Report how many of the lines below contain the string "dresser", counting only matches with the same case. Reply with the number alone.

━━━━━━━━

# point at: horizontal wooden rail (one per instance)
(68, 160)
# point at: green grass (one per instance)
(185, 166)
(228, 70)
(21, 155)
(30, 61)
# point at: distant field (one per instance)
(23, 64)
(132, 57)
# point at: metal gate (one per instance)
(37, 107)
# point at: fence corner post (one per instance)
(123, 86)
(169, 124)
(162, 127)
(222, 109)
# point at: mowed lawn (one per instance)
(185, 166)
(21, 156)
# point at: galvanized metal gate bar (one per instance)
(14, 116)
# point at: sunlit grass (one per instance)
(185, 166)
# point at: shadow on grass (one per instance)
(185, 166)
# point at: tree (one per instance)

━━━━━━━━

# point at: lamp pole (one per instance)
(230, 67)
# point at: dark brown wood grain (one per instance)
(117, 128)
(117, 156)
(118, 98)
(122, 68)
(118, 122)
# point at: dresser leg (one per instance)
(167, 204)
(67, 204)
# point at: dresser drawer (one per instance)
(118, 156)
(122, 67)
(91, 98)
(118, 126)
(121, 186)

━━━━━━━━

_Exercise response_.
2